Task to complete |
Only lines containing the string "below" belong in the answer; find them in the records and copy them.

Provided data |
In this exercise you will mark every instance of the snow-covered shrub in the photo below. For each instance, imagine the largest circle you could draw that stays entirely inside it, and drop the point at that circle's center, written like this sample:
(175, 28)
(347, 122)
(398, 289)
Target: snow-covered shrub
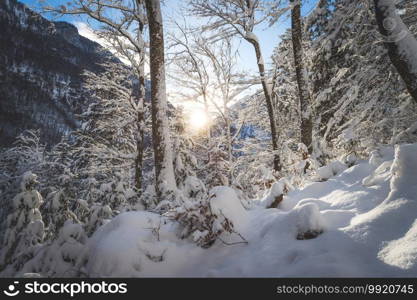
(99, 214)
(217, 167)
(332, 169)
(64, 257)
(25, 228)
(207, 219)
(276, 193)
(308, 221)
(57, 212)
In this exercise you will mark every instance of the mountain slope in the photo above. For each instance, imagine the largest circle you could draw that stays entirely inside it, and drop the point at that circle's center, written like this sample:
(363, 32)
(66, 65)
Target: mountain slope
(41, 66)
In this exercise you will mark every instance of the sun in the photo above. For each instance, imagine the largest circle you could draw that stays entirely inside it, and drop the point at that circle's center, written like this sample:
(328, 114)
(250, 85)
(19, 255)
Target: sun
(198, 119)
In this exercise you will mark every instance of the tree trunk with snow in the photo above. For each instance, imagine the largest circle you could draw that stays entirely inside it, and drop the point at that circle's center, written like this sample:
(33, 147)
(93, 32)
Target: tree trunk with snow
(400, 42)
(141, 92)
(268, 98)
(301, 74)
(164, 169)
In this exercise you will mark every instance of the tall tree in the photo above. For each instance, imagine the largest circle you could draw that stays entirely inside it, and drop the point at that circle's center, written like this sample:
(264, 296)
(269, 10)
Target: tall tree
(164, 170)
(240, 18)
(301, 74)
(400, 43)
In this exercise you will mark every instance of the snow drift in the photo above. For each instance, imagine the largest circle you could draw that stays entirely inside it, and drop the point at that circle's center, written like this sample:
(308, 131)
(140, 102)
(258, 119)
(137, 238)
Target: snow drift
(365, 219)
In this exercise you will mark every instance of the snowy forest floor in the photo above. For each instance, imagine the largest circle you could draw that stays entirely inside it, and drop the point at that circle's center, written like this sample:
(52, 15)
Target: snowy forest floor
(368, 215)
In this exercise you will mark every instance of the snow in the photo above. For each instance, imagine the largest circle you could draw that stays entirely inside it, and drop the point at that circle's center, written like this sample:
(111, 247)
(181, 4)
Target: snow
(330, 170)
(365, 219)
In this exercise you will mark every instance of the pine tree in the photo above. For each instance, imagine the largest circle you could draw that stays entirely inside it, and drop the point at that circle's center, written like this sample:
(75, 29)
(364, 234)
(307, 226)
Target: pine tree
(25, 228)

...

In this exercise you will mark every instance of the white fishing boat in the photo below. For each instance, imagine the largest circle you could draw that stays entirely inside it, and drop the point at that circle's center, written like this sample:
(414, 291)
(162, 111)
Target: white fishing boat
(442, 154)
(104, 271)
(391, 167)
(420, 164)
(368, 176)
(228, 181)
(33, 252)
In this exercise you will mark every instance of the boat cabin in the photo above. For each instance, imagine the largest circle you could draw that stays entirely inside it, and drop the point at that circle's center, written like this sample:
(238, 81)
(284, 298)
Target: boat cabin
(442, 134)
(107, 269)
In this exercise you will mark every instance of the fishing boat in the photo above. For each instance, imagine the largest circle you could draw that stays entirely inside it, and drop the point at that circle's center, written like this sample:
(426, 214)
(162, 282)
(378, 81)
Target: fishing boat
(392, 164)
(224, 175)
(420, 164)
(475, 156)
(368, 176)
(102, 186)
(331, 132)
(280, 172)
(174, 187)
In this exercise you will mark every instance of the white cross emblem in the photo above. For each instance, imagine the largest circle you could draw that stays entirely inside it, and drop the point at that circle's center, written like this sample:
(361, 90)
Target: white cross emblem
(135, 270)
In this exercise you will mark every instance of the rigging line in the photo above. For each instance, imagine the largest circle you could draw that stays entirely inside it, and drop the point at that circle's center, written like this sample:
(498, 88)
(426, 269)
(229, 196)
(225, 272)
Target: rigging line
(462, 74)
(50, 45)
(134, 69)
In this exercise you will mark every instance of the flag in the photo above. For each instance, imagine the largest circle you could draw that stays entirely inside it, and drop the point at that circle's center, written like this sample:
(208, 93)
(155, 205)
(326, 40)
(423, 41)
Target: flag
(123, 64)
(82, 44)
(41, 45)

==

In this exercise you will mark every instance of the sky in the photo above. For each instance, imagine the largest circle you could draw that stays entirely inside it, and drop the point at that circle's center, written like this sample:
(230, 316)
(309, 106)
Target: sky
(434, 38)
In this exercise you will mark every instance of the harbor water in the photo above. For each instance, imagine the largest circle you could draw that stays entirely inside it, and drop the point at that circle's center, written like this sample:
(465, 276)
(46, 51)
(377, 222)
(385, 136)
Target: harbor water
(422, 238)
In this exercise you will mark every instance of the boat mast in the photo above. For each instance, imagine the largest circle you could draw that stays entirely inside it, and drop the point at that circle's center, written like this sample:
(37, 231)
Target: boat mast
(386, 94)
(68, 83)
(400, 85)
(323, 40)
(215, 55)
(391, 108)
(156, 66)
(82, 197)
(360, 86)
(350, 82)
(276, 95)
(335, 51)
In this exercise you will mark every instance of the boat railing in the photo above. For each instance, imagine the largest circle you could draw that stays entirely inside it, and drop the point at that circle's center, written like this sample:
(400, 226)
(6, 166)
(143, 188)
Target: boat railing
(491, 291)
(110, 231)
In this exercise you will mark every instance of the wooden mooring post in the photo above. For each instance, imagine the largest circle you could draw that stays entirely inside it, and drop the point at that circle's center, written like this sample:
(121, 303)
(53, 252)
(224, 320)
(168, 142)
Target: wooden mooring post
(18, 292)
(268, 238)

Answer space |
In this exercise you will mark every instance of the snow-covered shrub in the photo below. For each instance, imagine the largest circle you could draw that stays entirely inside it, and drop the point at that circle's center, written like this sample:
In this exercise you will mark every instance of the white fishing boat in the photo below. For each instance, imagine the largest circle you could draw that stays entirely inside it, and drop the point at that circle's center, written like this sample:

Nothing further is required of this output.